Si me volviera a enamorar

 

Si me volviera a enamorar es una miniserie de 13 capítulos acerca de tres amigos muy compinches dueños de un bar y los distintos desafíos que van enfrentando en su búsqueda del amor. Filmada en 2015, acaba de estrenarse en la plataforma Contar, donde se la puede ver de forma gratuita. Estos tres amigos son Guillermo (Rafael Ferro), un rompecorazones gay cuyo universo queda patas arriba cuando se enamora de una mujer, Gustavo (Guillermo Arengo), quien debe lidiar con el conflictivo divorcio de su esposa mientras se enamora de la nueva camarera del bar, Ana (Carla Conte), y Mimi (Willy Lemos), un organizador de eventos de gran corazón que, tras la muerte de su pareja, Flaqui (un irreconocible Leonardo Javier Veterale, más conocido como la drag La Barby, de saco y pantalón), es desalojado por su suegra de su casa. 

Dirigida por Franco Verdoia (La chancha), con guión de Guillermo Hermida y la dirección de arte de Cristina Nigro, la miniserie, filmada enteramente en un galpón, cuenta con una original puesta en escena teatral combinada de forma eficaz con recursos audiovisuales. El acertado casting logra darle carnadura a los diálogos, que abordan con honestidad temas como las identidades sexuales y de género y el rol de la mujer. Por otra parte, cierta cuota de humor y de ternura logra reemplazar la pátina dramática con la que se suelen tocar a veces estos temas.

#### PEDIDO DE TRABAJO:
Contesta estas preguntas con lo que dice el texto sobre la miniserie.
(a) ¿Cuántos capítulos tiene la miniserie?
(b) ¿En qué plataforma se acaba de estrenar?
(c) ¿En qué lugar se filmó por completo?

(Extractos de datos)
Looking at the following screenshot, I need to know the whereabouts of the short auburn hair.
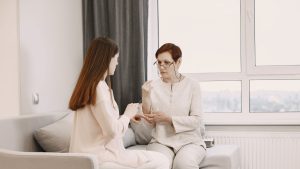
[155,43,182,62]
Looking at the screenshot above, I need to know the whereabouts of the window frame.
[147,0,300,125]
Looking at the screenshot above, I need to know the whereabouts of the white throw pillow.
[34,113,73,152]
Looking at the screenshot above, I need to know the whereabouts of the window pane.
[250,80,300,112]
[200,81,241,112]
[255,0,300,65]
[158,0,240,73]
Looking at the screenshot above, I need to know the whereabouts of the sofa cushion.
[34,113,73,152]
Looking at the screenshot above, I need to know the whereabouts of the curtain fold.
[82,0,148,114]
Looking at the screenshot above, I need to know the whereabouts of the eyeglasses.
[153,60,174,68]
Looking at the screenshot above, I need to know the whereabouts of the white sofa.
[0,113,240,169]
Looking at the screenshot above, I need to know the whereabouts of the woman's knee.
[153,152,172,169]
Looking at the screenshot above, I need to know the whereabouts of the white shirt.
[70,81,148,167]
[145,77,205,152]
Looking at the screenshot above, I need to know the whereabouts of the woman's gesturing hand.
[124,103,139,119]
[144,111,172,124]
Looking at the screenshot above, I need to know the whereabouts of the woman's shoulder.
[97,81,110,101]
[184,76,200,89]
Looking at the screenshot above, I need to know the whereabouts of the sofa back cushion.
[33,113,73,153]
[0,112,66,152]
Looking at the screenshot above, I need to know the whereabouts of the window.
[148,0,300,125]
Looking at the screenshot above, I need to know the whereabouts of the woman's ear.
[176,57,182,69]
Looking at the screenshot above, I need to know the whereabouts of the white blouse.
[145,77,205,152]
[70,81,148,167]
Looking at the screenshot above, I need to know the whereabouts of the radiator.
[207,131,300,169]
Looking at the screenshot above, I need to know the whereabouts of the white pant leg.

#### RESPUESTA:
(a) Tiene 13 capítulos.
(b) En la plataforma Contar.
(c) En un galpón.